Aim of the exercise:
Please collect and copy each line in the rows below that contains the string "crowd". Treat uppercase and lowercase as different.

Items drawn from a data source:
****
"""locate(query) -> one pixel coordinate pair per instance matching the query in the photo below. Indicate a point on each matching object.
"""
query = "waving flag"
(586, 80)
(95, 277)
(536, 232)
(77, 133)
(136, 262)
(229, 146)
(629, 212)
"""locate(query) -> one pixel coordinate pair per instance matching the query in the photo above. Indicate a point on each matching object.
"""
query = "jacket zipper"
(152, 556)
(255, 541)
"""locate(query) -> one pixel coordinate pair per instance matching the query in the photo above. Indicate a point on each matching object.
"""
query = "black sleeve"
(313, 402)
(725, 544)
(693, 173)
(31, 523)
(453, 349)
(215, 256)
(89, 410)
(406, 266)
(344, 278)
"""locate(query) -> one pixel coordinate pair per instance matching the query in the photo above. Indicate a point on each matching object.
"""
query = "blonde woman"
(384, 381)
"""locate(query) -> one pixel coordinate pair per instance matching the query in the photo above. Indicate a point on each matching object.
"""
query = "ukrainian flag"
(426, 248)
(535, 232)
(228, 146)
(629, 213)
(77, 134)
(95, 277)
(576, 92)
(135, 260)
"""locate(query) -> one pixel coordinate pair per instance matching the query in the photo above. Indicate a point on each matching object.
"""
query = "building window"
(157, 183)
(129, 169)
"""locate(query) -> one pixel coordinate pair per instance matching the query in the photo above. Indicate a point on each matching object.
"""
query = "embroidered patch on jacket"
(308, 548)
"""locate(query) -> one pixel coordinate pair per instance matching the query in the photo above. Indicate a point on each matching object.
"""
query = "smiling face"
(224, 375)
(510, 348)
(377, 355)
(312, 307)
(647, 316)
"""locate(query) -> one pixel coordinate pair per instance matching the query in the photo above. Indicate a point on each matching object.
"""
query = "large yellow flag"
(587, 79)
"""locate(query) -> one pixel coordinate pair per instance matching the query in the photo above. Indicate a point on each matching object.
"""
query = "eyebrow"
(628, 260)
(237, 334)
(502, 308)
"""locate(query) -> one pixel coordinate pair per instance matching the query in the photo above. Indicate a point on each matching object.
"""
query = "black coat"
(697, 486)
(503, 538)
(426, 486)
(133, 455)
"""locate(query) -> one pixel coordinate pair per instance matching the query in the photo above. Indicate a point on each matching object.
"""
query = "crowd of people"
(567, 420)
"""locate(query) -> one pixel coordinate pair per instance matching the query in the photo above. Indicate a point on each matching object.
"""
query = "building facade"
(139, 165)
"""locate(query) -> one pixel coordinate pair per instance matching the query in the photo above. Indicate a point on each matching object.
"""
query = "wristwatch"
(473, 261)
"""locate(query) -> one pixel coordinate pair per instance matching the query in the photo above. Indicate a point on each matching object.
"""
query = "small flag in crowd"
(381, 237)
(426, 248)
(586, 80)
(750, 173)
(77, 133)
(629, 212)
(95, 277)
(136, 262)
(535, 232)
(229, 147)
****
Output below:
query = "crowd of people"
query = "small flag in crowd"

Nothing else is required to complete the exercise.